- CONSEGNA SCRITTA 1:
Rispondi a queste domande sul brano dedicato al caso di Artem Uss:
(a) Chi ringrazia il padre di Artem Uss per il ritorno a casa del figlio?
(b) In quale aeroporto è stato arrestato l'imprenditore?
(c) Da quale Paese e verso quale Paese avvenivano i trasferimenti di petrolio citati nel mandato d'arresto?

“Sono solo contento che mio figlio Artem sia tornato a casa. E per questo ringrazio Vladimir Putin. Il nostro Paese ha molti amici e persone oneste che lo sostengono e che al momento giusto sono pronte ad aiutare. So di cosa parlo”. Mentre in Italia ci si accapiglia per stabilire a chi debbano essere attribuite le responsabilità per la fuga dal Paese dell’imprenditore russo Artem Uss, colpito da un mandato d’arresto negli Stati Uniti per trasferimenti di petrolio dal Venezuela verso la Cina e soprattutto per aver trafficato illegalmente materiale bellico americano a favore della Russia, tecnologie ritrovate sui tank di Mosca nella guerra contro l’Ucraina, il padre dell’uomo sospettato di attività illegali in favore della Federazione esulta per la fuga riuscita del figlio e il suo ritorno in patria. Ma Alexander Uss, oligarca molto vicino a Putin, potrebbe non essere il solo: tra partiti politici, aziende e imprenditori che conservano interessi diretti con la famiglia Uss, sono in tanti ad aver osservato con interesse il caso dell’imprenditore arrestato all’aeroporto di Malpensa. Perché sono molti gli affari fatti dalla Russia di Putin con politici, imprenditori e banche italiane. Anche grazie alla famiglia Uss.

- DATI FORNITI:
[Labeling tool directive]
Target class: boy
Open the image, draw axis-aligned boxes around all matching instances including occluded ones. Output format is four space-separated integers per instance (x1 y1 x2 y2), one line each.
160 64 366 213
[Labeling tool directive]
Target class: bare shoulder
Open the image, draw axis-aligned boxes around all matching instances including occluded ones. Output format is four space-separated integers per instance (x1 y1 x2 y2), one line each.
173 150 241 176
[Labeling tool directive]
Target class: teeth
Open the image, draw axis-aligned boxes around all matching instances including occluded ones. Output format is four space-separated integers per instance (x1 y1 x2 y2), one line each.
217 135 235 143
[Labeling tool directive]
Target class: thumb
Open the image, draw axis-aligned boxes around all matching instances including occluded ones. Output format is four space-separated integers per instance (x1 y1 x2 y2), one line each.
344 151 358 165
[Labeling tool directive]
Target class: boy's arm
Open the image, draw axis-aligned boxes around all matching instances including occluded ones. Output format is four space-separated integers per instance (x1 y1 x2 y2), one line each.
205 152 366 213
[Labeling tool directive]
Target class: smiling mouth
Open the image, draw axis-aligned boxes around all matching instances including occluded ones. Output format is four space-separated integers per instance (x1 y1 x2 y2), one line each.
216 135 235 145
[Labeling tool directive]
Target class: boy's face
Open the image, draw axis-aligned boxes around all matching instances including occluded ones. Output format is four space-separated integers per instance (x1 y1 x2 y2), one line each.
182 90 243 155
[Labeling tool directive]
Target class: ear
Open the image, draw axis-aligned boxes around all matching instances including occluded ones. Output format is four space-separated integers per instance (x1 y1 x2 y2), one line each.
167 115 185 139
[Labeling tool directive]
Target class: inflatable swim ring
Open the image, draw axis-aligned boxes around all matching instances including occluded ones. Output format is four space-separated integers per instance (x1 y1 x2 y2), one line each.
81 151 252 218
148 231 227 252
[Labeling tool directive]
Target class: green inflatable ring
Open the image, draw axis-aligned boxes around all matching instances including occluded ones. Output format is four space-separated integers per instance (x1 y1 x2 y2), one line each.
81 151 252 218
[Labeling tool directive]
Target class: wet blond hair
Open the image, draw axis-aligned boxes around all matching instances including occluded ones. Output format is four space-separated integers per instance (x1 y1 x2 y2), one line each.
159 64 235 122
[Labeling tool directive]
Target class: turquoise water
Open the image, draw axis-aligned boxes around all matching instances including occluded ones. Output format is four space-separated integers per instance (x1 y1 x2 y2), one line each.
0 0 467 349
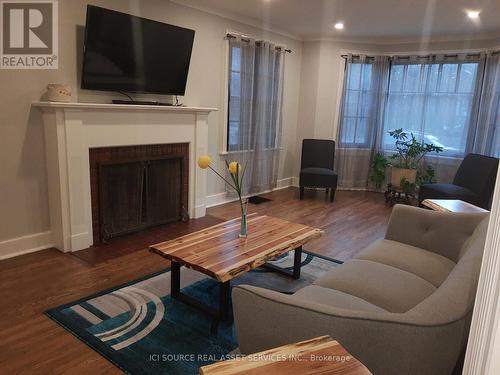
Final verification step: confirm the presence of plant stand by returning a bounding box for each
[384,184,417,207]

...

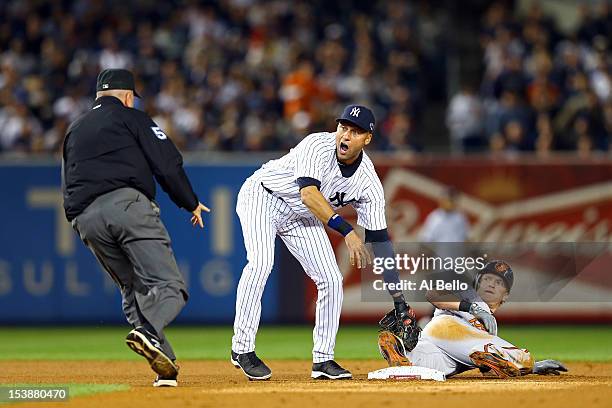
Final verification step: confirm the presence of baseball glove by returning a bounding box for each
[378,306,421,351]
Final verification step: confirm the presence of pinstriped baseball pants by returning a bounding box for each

- CONSEGNA SCRITTA 2: Converti in elenco numerato le righe dei dati comprese tra quella che contiene "Final verification step: confirm the presence of plant" e quella che contiene "[384,184,417,207]", entrambe incluse, omettendo le righe vuote.

- RISPOSTA 1:
(a) Vladimir Putin.
(b) Malpensa.
(c) Dal Venezuela verso la Cina.

- RISPOSTA 2:
1. Final verification step: confirm the presence of plant stand by returning a bounding box for each
2. [384,184,417,207]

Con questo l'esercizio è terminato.